- [EXERCISE BRIEF]:
Identify every line in the items below that contains the string "helicopter", and copy each of those lines. Matches must have the same case.

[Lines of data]
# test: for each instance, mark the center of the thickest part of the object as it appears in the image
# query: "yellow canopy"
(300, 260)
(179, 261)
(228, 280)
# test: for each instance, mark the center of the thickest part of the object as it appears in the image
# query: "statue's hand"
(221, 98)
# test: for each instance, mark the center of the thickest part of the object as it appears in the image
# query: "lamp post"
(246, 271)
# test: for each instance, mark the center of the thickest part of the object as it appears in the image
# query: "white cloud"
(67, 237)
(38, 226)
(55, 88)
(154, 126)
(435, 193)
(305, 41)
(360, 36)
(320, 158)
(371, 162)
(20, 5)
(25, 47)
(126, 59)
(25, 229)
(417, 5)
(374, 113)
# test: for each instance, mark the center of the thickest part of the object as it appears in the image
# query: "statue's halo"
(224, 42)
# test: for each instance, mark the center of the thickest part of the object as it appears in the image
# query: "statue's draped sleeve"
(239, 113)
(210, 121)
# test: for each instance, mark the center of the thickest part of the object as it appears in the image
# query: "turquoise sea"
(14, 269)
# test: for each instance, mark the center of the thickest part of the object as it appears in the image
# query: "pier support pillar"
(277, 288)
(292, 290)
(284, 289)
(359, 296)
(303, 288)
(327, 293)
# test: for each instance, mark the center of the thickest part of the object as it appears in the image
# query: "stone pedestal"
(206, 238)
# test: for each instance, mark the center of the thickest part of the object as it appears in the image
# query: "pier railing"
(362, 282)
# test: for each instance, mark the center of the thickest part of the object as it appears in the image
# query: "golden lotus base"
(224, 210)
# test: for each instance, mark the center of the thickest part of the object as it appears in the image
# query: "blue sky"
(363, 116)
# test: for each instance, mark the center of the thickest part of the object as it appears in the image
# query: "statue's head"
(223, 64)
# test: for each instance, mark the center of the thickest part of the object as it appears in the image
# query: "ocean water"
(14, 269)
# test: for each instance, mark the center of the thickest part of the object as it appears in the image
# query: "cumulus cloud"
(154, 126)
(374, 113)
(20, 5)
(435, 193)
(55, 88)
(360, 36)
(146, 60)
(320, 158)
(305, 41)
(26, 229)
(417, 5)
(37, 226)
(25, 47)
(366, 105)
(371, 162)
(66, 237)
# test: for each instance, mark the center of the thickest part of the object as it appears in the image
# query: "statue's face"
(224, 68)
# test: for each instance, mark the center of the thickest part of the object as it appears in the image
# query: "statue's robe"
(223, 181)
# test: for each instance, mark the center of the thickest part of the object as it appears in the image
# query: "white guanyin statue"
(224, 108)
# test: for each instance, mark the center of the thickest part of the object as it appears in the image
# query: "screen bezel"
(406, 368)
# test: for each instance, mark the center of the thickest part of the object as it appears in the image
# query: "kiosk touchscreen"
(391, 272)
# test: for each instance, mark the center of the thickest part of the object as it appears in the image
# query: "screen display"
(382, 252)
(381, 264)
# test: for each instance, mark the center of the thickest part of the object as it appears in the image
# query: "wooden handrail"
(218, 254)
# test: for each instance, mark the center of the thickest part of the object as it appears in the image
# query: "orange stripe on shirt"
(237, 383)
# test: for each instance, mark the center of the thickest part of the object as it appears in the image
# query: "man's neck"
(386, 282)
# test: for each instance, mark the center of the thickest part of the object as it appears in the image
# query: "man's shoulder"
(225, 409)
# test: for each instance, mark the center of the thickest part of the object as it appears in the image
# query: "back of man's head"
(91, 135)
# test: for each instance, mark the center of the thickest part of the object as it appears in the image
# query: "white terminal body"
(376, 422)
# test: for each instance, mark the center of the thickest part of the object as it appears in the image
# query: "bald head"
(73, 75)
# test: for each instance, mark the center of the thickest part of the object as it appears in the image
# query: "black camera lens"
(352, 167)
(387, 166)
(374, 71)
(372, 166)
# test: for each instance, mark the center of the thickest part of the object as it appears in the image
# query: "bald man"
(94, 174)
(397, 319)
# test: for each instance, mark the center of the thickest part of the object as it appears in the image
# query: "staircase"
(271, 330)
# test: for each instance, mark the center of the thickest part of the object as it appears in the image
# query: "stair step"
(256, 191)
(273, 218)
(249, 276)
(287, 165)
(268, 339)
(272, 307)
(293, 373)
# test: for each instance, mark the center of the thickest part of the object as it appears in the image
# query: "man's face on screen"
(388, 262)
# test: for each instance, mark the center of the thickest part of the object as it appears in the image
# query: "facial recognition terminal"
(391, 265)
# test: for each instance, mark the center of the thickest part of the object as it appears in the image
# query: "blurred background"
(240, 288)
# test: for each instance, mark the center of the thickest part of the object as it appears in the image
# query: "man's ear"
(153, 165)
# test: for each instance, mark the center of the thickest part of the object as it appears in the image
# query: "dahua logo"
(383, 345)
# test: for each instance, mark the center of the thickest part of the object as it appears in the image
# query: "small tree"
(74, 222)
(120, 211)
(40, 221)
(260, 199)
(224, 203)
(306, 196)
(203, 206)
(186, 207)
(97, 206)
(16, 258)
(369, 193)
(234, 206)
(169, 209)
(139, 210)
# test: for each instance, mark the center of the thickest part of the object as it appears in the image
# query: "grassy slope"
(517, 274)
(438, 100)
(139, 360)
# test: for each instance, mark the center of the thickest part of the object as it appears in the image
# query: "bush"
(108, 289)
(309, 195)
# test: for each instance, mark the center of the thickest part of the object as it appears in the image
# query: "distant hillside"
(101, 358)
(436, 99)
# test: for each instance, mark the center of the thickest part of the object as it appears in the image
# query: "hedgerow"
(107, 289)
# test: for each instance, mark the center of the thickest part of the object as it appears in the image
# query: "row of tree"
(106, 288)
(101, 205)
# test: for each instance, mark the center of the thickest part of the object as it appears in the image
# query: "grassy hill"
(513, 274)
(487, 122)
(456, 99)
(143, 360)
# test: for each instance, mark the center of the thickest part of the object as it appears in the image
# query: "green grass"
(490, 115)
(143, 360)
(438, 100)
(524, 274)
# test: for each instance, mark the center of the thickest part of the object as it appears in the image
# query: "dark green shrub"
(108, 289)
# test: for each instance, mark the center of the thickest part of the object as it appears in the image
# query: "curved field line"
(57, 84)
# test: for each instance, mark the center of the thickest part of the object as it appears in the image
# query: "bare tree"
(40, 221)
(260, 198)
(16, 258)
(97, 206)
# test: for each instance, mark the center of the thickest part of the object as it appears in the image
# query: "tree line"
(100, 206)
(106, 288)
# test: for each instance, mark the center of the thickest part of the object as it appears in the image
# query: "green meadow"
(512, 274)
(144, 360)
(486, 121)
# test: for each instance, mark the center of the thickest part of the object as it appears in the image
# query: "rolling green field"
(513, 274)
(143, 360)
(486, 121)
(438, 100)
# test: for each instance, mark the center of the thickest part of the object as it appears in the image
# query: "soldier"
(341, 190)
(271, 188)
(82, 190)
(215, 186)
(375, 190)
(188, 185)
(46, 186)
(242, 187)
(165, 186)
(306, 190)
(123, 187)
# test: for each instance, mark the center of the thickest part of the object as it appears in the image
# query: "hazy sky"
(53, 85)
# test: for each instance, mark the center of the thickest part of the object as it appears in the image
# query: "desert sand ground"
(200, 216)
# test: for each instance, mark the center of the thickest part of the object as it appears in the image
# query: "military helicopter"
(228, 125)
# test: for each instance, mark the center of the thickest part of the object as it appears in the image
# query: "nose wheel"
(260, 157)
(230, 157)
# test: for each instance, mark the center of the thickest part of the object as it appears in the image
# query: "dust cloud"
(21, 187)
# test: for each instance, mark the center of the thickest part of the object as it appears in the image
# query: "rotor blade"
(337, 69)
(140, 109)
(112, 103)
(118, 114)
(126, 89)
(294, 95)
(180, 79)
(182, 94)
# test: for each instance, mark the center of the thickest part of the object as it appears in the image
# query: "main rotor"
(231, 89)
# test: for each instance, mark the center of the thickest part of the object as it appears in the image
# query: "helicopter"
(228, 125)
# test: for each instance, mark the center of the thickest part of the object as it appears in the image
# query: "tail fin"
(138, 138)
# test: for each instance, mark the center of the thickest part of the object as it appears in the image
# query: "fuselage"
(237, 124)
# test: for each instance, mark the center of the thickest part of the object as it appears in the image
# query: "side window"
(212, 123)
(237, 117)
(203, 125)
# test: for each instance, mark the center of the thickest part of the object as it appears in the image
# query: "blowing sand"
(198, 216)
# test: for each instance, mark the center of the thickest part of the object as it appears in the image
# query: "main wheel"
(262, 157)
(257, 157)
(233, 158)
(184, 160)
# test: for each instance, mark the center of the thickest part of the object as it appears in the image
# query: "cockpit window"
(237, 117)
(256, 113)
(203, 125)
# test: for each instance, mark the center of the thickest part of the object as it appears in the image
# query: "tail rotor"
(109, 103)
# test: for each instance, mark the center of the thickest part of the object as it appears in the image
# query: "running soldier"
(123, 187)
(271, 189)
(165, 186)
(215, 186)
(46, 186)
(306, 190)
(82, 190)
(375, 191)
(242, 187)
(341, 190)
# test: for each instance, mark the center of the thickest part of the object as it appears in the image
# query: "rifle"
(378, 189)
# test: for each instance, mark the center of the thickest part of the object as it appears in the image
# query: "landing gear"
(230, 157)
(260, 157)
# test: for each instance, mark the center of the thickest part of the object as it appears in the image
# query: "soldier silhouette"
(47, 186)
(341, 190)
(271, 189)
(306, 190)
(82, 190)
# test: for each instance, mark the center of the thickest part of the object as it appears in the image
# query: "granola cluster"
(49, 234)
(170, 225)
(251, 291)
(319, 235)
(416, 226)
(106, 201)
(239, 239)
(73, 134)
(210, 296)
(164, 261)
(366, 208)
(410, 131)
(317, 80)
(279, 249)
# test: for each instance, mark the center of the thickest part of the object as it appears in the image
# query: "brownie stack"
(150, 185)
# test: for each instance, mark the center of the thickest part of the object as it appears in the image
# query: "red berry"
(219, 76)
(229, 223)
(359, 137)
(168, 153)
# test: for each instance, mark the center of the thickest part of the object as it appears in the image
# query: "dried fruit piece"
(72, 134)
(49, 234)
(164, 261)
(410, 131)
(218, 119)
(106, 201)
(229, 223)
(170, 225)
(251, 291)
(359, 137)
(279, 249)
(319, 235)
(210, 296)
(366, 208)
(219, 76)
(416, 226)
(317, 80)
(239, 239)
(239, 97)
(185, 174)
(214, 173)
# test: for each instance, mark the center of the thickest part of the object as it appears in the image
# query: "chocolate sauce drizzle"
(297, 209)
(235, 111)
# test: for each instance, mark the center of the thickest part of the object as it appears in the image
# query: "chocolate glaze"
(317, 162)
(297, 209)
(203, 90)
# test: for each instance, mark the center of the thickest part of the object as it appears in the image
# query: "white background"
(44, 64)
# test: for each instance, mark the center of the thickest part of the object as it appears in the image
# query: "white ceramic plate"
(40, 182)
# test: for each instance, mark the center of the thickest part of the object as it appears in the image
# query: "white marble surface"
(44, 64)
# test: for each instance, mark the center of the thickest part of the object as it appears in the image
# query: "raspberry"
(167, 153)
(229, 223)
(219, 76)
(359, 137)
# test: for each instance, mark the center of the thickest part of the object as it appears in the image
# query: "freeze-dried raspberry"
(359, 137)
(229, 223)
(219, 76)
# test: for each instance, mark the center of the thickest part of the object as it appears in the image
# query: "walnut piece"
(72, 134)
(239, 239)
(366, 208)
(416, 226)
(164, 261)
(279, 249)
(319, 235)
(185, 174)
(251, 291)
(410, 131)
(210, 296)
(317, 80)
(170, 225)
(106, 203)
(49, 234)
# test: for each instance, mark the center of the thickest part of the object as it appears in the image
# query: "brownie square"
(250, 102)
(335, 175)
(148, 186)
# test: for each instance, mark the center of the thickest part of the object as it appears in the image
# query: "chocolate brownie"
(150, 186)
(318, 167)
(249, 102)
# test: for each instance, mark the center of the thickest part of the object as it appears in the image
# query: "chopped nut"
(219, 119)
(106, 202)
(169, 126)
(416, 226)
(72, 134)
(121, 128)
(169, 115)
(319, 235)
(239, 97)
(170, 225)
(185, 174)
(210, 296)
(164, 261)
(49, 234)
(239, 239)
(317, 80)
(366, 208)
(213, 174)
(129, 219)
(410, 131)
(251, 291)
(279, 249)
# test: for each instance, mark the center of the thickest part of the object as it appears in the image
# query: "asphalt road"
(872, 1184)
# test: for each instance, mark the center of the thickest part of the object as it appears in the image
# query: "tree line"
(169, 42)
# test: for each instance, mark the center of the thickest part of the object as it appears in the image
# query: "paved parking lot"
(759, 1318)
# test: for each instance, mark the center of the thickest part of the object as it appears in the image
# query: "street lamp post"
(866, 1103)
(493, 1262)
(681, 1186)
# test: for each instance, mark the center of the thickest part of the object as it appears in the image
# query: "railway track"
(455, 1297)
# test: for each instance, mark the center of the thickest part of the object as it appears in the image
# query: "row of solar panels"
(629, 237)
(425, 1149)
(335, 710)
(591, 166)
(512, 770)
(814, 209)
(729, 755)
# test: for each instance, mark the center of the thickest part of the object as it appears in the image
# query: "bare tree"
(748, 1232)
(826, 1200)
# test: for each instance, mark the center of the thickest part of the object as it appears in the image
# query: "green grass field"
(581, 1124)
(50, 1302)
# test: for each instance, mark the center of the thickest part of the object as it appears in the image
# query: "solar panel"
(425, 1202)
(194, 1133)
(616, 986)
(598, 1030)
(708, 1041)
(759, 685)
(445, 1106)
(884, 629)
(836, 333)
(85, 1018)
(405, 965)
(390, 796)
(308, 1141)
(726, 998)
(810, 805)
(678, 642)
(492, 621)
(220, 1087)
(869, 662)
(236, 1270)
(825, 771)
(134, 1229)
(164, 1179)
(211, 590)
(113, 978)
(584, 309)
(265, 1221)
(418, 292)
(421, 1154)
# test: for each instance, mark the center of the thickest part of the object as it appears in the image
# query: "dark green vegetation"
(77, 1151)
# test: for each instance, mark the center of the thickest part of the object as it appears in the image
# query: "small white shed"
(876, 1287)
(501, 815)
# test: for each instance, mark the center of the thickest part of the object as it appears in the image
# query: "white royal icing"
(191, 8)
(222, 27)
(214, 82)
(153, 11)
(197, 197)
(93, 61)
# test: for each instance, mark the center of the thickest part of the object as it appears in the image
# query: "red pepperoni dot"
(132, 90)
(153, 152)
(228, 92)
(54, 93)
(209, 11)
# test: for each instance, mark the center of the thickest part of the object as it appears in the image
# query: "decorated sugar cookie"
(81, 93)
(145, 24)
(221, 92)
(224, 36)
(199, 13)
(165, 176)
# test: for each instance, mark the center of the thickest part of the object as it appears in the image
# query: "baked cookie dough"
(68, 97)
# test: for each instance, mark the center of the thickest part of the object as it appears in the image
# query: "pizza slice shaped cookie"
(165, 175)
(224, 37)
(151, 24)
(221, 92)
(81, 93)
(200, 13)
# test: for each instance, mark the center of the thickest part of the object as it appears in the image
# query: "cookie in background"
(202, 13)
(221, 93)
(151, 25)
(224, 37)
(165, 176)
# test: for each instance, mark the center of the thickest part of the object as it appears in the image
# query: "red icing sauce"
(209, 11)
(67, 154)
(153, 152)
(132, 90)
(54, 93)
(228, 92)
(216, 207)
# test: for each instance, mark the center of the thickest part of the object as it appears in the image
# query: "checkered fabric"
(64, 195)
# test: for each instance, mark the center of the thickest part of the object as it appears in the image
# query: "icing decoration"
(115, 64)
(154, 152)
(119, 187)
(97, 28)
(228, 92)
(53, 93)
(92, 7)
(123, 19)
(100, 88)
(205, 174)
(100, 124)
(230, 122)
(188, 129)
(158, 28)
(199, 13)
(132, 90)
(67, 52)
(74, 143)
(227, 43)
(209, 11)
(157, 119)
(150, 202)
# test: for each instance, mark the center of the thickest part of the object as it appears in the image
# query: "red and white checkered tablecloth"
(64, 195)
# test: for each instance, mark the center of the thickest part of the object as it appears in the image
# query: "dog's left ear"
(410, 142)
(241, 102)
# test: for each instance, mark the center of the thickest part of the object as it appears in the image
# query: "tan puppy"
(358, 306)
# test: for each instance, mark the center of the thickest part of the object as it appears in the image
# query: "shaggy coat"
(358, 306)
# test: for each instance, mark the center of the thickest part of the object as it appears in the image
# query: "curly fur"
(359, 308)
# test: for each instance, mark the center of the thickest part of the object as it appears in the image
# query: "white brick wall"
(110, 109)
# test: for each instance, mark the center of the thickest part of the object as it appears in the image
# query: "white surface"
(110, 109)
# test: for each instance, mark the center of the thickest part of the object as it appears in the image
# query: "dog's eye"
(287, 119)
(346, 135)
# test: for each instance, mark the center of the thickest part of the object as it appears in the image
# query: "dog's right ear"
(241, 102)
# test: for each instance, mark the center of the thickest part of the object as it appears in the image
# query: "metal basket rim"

- [REPLY TO THE EXERCISE]:
# query: "military helicopter"
# query: "helicopter"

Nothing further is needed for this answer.